[Records shown Boundary: Start]
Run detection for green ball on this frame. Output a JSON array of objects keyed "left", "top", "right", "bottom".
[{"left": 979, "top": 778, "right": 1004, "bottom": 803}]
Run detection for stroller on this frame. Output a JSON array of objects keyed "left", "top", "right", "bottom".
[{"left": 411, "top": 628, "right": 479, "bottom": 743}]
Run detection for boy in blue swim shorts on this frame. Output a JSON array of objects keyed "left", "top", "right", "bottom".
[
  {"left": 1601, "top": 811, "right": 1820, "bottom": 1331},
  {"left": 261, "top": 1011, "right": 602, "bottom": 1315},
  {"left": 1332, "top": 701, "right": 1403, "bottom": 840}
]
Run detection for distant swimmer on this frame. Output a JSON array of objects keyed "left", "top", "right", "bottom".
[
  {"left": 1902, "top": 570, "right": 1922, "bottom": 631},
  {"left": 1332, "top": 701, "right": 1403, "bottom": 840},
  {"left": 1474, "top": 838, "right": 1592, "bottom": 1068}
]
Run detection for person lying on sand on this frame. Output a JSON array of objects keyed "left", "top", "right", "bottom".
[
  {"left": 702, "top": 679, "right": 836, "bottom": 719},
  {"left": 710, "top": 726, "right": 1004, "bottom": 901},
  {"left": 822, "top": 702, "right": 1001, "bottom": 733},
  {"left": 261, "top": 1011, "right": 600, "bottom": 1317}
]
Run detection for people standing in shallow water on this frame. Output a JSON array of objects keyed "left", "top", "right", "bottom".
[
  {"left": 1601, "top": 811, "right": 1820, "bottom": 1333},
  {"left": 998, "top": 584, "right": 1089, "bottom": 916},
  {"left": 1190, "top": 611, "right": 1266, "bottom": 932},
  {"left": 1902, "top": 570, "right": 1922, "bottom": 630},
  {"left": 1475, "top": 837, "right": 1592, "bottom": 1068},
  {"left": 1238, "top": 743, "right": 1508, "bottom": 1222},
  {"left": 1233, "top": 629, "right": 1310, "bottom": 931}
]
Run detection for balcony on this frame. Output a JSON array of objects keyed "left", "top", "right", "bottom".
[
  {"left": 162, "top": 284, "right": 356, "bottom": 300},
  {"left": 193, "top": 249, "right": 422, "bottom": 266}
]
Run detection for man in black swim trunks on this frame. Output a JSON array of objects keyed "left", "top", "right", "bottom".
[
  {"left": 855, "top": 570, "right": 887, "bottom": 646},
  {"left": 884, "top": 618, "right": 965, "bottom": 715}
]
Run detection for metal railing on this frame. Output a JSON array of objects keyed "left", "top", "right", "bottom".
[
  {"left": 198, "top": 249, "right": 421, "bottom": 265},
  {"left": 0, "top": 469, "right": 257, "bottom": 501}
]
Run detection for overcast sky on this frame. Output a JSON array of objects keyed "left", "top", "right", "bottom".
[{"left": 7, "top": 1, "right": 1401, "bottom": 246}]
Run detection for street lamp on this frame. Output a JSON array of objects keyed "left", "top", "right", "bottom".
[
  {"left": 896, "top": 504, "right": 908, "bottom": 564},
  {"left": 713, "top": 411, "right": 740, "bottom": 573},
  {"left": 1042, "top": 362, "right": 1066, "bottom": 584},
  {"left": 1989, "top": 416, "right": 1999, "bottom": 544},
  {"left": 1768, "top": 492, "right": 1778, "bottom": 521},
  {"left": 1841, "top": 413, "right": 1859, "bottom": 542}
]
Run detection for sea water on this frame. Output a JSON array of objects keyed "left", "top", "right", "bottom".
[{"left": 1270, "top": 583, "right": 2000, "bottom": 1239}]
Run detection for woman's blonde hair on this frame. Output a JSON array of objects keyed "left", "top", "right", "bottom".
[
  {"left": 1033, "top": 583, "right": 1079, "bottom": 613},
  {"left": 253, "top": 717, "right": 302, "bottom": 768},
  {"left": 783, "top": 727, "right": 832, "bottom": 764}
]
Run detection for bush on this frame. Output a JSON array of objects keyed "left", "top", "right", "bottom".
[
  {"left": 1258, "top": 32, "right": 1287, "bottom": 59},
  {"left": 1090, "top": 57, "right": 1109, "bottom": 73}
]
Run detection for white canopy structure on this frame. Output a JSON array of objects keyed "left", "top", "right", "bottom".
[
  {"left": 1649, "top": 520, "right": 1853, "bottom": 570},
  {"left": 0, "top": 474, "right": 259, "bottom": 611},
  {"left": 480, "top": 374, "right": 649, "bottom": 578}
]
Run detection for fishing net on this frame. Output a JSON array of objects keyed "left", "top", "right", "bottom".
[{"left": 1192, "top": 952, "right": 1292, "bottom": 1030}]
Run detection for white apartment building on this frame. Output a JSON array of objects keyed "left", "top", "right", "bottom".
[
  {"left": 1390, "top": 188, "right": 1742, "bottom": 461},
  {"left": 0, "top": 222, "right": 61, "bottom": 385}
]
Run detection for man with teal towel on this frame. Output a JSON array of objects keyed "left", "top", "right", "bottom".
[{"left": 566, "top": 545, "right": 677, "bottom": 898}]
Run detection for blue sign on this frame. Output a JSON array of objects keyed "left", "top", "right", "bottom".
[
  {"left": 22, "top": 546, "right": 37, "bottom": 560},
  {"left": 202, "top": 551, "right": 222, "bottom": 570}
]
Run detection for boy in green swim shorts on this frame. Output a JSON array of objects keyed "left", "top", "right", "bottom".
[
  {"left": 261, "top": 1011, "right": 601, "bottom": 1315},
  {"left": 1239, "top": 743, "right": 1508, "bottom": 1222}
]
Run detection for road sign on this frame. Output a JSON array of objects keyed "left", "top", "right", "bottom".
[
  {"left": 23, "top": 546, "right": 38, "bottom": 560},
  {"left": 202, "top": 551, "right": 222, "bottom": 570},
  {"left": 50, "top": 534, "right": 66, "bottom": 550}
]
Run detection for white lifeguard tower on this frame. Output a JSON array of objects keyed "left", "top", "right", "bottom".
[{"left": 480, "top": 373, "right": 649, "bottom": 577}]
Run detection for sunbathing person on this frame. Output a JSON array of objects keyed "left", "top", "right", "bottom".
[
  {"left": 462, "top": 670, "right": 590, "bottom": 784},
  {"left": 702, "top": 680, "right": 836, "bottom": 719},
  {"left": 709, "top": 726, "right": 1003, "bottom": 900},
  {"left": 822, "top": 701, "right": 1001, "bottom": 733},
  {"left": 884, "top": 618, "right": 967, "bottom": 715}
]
[Records shown Boundary: End]
Instructions to follow
All of the records need to be returned exactly as they are.

Solved problem
Run detection for green ball on this frame. Output a JSON array of objects keyed "left", "top", "right", "bottom".
[{"left": 979, "top": 778, "right": 1004, "bottom": 803}]
Run detection for stroller on this frame. Output a JSON array of objects keyed "left", "top", "right", "bottom".
[{"left": 411, "top": 628, "right": 479, "bottom": 743}]
Run detection for boy in blue swim shorts on this frame. Output a JSON array of objects keyed "left", "top", "right", "bottom".
[
  {"left": 1601, "top": 811, "right": 1820, "bottom": 1331},
  {"left": 261, "top": 1011, "right": 602, "bottom": 1315},
  {"left": 1332, "top": 701, "right": 1403, "bottom": 840}
]
Run detection for distant swimmer on this frame. Output a JSON array of objects keyed "left", "top", "right", "bottom".
[
  {"left": 1902, "top": 570, "right": 1922, "bottom": 631},
  {"left": 1332, "top": 701, "right": 1403, "bottom": 840},
  {"left": 1474, "top": 838, "right": 1592, "bottom": 1068}
]
Run detection for person lying on sand on this frame. Output a JSON array of objects keyed "left", "top", "right", "bottom".
[
  {"left": 702, "top": 679, "right": 836, "bottom": 719},
  {"left": 710, "top": 726, "right": 1004, "bottom": 901},
  {"left": 822, "top": 702, "right": 1001, "bottom": 733},
  {"left": 261, "top": 1011, "right": 600, "bottom": 1317}
]
Run detection for people standing in shallow water on this frame. Output a JSON array of objects keyed "left", "top", "right", "bottom".
[
  {"left": 1601, "top": 811, "right": 1820, "bottom": 1333},
  {"left": 998, "top": 584, "right": 1089, "bottom": 916},
  {"left": 1190, "top": 611, "right": 1266, "bottom": 932},
  {"left": 1902, "top": 570, "right": 1922, "bottom": 630},
  {"left": 1475, "top": 837, "right": 1592, "bottom": 1068},
  {"left": 1238, "top": 743, "right": 1508, "bottom": 1222},
  {"left": 1233, "top": 629, "right": 1310, "bottom": 931}
]
Run detection for balcony on this frame. Output a JSON array of objects keyed "left", "top", "right", "bottom".
[
  {"left": 162, "top": 284, "right": 356, "bottom": 300},
  {"left": 193, "top": 249, "right": 422, "bottom": 266}
]
Run detection for man in black swim trunks on this frame. Output a JSON array of objects keyed "left", "top", "right", "bottom".
[
  {"left": 855, "top": 570, "right": 887, "bottom": 646},
  {"left": 884, "top": 618, "right": 965, "bottom": 715}
]
Run detection for metal railing on this frame. Output a JSON array of objects keyed "left", "top", "right", "bottom".
[
  {"left": 198, "top": 249, "right": 421, "bottom": 265},
  {"left": 0, "top": 469, "right": 257, "bottom": 501}
]
Run detection for overcast sky on this frame. Output a JSON array of objects keyed "left", "top", "right", "bottom".
[{"left": 7, "top": 1, "right": 1401, "bottom": 246}]
Run detection for street lamp on this frame. Output a JSON array of objects keyed "left", "top", "right", "bottom".
[
  {"left": 896, "top": 504, "right": 908, "bottom": 564},
  {"left": 713, "top": 411, "right": 740, "bottom": 573},
  {"left": 1042, "top": 362, "right": 1066, "bottom": 584},
  {"left": 1989, "top": 416, "right": 1999, "bottom": 544},
  {"left": 1768, "top": 492, "right": 1778, "bottom": 521},
  {"left": 1841, "top": 413, "right": 1859, "bottom": 542}
]
Run detection for sea water on this frame. Output a JSON array of objects keyed "left", "top", "right", "bottom".
[{"left": 1270, "top": 583, "right": 2000, "bottom": 1239}]
Run detection for woman's blonde hair on this frame. Output a JSON array of objects keyed "left", "top", "right", "bottom".
[
  {"left": 1033, "top": 583, "right": 1079, "bottom": 613},
  {"left": 253, "top": 717, "right": 302, "bottom": 768},
  {"left": 783, "top": 727, "right": 832, "bottom": 764}
]
Run detection for bush on this frame. Output a JSON array of objects keyed "left", "top", "right", "bottom".
[
  {"left": 1258, "top": 32, "right": 1287, "bottom": 59},
  {"left": 1090, "top": 57, "right": 1109, "bottom": 73}
]
Run detection for white canopy structure on this frame. Output a JSON array of objects keyed "left", "top", "right", "bottom".
[
  {"left": 1649, "top": 520, "right": 1853, "bottom": 570},
  {"left": 0, "top": 474, "right": 259, "bottom": 611},
  {"left": 480, "top": 374, "right": 649, "bottom": 578}
]
Run detection for fishing net on this frame. Output a JSON array of objects keyed "left", "top", "right", "bottom".
[{"left": 1192, "top": 952, "right": 1292, "bottom": 1030}]
Run detection for white apartment building on this frame. Output a JSON array of objects keyed "left", "top", "right", "bottom".
[
  {"left": 1390, "top": 188, "right": 1742, "bottom": 461},
  {"left": 0, "top": 222, "right": 61, "bottom": 385}
]
Run detection for man with teal towel on this frame. Output a JSON array of objects keyed "left", "top", "right", "bottom".
[{"left": 566, "top": 545, "right": 677, "bottom": 898}]
Run detection for blue sign on this frame. Output a JSON array of objects keyed "left", "top", "right", "bottom".
[
  {"left": 22, "top": 546, "right": 37, "bottom": 560},
  {"left": 202, "top": 551, "right": 222, "bottom": 570}
]
Run detection for boy in green swim shorts on this frame. Output a JSON array of objects keyed "left", "top", "right", "bottom".
[
  {"left": 261, "top": 1011, "right": 601, "bottom": 1315},
  {"left": 1239, "top": 743, "right": 1508, "bottom": 1222}
]
Run detection for road sign on this frame. Output a JSON array of objects keyed "left", "top", "right", "bottom".
[
  {"left": 23, "top": 546, "right": 38, "bottom": 560},
  {"left": 202, "top": 551, "right": 222, "bottom": 570},
  {"left": 50, "top": 534, "right": 66, "bottom": 550}
]
Run detection for white lifeguard tower on this frame. Output a JSON array of objects keyed "left", "top", "right", "bottom".
[{"left": 480, "top": 373, "right": 649, "bottom": 577}]
Run detection for sunbathing person on this frame. Output a JSON array of objects keyed "left", "top", "right", "bottom".
[
  {"left": 462, "top": 670, "right": 590, "bottom": 784},
  {"left": 702, "top": 680, "right": 836, "bottom": 719},
  {"left": 709, "top": 726, "right": 1003, "bottom": 900},
  {"left": 822, "top": 701, "right": 1001, "bottom": 733},
  {"left": 884, "top": 618, "right": 967, "bottom": 715}
]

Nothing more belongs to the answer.